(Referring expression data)

[Start of section]

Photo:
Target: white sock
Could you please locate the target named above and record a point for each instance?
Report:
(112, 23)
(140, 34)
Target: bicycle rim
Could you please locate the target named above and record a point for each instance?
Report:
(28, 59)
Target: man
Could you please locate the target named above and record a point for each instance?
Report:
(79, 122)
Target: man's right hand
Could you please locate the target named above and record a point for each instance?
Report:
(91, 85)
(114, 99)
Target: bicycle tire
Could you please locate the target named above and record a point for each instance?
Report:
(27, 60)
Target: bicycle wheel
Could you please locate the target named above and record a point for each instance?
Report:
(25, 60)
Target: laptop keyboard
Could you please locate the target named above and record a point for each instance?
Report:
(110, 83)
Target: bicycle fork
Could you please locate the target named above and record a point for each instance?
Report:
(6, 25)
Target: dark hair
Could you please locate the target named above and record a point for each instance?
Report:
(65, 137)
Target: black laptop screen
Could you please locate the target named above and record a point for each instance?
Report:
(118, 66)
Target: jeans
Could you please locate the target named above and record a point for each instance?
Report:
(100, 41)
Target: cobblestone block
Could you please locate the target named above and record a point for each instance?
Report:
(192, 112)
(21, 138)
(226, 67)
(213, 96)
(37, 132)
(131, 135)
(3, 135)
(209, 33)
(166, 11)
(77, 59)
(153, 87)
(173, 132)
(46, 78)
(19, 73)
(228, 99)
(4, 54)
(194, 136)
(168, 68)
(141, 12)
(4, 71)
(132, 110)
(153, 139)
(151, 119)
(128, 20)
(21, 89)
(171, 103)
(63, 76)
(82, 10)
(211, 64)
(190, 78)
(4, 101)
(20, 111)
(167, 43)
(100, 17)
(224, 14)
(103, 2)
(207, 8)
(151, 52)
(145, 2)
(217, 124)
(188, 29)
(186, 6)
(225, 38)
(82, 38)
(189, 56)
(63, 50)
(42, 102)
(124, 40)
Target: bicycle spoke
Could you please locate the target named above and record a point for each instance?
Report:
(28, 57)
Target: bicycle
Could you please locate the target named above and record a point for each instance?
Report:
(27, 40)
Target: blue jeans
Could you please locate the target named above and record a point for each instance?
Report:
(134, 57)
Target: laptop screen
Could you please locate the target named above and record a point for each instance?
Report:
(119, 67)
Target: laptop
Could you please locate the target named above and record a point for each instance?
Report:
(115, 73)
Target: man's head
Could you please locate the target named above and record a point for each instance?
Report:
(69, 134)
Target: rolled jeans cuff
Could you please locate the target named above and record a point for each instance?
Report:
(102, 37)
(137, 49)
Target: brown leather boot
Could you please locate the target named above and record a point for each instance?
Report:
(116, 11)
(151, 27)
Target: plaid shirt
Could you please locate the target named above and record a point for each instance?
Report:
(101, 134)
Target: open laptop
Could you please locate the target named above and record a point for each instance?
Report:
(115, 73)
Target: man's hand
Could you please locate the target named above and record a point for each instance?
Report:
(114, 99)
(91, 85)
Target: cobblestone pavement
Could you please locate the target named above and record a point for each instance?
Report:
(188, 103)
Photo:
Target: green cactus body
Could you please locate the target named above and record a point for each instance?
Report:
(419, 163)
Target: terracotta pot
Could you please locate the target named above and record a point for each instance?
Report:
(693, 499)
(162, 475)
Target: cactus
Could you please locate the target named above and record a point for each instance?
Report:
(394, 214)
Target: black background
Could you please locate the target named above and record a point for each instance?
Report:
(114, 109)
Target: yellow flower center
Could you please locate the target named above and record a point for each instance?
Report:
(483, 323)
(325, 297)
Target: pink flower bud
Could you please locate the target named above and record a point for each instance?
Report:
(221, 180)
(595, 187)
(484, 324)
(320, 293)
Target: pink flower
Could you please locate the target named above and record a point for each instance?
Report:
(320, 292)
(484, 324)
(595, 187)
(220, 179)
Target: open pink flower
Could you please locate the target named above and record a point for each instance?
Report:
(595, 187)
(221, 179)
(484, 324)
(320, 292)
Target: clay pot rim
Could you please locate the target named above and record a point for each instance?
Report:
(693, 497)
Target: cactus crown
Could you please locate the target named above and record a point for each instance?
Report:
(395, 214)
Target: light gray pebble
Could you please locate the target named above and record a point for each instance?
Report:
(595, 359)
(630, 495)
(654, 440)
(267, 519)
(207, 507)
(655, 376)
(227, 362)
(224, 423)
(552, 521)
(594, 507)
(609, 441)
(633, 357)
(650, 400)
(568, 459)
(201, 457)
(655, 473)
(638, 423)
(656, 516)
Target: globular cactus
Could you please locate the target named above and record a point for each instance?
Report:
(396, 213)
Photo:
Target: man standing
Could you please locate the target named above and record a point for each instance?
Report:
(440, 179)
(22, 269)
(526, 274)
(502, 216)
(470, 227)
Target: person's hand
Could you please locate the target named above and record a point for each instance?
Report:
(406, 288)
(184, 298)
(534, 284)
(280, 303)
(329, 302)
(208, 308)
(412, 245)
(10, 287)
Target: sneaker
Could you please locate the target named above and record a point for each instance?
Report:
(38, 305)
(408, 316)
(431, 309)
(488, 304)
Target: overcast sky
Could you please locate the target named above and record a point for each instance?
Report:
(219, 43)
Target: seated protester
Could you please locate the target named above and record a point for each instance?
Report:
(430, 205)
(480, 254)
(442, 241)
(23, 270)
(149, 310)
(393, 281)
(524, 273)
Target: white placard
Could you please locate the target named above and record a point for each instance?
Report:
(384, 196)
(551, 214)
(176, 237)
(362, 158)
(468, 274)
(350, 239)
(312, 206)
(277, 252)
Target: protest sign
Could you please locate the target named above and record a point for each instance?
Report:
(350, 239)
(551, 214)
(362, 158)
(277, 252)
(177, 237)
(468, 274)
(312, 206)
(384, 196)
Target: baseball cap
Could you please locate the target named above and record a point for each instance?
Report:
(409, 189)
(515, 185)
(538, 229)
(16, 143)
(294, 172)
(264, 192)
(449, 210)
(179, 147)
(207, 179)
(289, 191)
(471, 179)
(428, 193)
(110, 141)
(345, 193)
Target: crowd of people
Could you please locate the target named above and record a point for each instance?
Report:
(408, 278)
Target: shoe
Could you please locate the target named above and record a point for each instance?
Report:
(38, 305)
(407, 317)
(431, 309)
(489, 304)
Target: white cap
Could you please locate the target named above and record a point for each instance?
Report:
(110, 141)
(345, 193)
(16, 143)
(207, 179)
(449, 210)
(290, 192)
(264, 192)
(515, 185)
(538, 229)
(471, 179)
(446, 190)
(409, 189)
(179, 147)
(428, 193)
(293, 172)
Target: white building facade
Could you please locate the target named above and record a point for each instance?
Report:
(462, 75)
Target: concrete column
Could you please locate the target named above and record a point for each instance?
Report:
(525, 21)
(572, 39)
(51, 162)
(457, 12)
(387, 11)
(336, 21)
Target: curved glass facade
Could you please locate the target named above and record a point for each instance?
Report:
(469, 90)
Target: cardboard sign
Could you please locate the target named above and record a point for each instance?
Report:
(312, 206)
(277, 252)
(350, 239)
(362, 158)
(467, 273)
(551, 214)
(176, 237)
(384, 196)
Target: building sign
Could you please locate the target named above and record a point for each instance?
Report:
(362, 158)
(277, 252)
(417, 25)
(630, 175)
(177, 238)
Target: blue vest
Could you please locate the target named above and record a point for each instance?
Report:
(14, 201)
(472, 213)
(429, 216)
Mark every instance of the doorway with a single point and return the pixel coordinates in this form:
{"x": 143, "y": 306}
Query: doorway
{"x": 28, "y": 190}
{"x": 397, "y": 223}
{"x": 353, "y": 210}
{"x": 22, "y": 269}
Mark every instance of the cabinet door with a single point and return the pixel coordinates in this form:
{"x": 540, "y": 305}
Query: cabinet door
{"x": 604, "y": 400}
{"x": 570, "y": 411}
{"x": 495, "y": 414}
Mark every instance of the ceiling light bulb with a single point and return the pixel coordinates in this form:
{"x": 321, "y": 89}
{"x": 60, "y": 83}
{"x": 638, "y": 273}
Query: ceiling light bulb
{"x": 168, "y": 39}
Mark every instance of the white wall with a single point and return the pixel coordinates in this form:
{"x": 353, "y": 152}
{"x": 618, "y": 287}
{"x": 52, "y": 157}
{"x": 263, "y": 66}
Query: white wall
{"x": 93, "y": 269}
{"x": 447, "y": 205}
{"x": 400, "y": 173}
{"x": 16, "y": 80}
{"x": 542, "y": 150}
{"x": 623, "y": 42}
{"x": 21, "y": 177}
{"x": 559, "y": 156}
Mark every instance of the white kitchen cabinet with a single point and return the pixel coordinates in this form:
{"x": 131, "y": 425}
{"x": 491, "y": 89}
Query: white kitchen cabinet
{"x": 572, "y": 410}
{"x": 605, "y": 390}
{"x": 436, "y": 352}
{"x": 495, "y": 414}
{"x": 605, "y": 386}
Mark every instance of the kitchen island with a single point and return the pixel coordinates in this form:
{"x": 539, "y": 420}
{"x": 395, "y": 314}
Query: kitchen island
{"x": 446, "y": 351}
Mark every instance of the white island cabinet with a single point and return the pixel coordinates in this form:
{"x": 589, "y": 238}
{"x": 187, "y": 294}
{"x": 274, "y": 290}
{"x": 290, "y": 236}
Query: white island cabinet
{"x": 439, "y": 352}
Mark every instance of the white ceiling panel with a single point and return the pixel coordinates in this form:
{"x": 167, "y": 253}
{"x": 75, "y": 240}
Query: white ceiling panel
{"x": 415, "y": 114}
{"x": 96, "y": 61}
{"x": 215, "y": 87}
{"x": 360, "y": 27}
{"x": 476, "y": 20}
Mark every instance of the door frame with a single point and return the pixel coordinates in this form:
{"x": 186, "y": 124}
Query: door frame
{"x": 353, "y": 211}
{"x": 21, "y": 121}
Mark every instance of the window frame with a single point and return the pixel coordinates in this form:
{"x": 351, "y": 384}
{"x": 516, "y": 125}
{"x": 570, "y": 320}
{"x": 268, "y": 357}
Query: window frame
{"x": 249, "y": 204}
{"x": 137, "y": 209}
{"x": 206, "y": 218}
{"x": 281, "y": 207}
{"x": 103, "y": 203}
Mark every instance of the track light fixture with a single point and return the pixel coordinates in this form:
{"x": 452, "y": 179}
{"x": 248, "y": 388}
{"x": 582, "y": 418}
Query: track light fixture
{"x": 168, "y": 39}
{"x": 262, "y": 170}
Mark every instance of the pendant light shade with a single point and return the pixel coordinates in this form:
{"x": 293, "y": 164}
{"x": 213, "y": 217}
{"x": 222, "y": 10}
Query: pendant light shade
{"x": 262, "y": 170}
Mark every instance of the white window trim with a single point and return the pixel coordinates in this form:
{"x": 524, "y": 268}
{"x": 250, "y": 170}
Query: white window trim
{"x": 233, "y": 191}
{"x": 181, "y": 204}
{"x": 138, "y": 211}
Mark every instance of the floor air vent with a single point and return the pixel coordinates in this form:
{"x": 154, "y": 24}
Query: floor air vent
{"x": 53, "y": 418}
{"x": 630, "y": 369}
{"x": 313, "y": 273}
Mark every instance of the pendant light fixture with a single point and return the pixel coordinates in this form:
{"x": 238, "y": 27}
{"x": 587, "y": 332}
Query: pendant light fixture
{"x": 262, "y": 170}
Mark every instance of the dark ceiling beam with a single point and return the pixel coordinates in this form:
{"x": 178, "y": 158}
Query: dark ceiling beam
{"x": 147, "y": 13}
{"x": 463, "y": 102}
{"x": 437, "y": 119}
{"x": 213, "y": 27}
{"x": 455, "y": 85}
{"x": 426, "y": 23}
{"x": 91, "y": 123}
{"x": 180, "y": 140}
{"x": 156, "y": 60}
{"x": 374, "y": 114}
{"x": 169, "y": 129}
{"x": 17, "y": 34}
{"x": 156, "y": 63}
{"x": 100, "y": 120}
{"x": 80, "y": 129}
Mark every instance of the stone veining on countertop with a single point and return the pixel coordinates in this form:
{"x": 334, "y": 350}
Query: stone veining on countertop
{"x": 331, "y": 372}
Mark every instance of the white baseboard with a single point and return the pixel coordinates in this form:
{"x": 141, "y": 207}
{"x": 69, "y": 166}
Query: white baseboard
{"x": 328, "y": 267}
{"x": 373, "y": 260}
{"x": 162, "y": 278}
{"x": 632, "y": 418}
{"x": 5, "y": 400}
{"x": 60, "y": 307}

[End of section]

ABOUT THIS EXERCISE: The answer must consist of every line from the entries that holds the string "cactus".

EXERCISE RESPONSE:
Target: green cactus body
Target: cactus
Target: cactus crown
Target: globular cactus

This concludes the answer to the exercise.